* START PASSAGE TO READ *

The message is clear and convincingly conveyed: Literacy is survival.

Journalist Wills reaches back through her family tree for a story of freedom and self-determination.

Little Emma is enslaved on the Moore plantation in Haywood County, Tennessee, in 1858. She works in the house, caring for and playing with the white master’s children—but not learning with them. More than anything, she wants what they have but she can’t: freedom and literacy. With the end of the Civil War, she gains one but not the other. Emma marries a former black Union soldier and has children, milestones recorded by others. When he dies, she applies for survivor’s benefits but is denied twice due to bureaucratic quibbles about her husband’s name. (The use of this same tool to deny voting rights today goes unmentioned, but the parallels are clear for adults who wish to draw them.) Her third application, based on the records of her children’s births, is approved. It’s an unusual plot for a picture book, but Wills pulls it off, emphasizing both Emma’s unrealized desire to read and write and the importance of literacy to the successful negotiation of power structures. Cornelison contributes soft-focus paintings that linger on Emma’s determined, soulful face. Her differentiation of other African American characters is weak; most are the same shade of brown and have similarly round faces and cheeks. Copious backmatter includes a note on primary sources, discussion questions and activities, and a two-page glossary.

* END PASSAGE TO READ *

■ **PROBLEMS TO WORK ON**
a) In the book review, reproduce word for word the passage from "The message is" up to and including "freedom and self-determination.".
b) According to the book review, what records was Emma's approved third application for survivor's benefits based on?

* START INFORMATION SUPPLIED *

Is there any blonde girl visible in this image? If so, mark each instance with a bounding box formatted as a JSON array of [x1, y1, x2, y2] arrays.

* END INFORMATION SUPPLIED *

■ **THE REPLIES**
a)
The message is clear and convincingly conveyed: Literacy is survival.

Journalist Wills reaches back through her family tree for a story of freedom and self-determination.

b) The records of her children's births.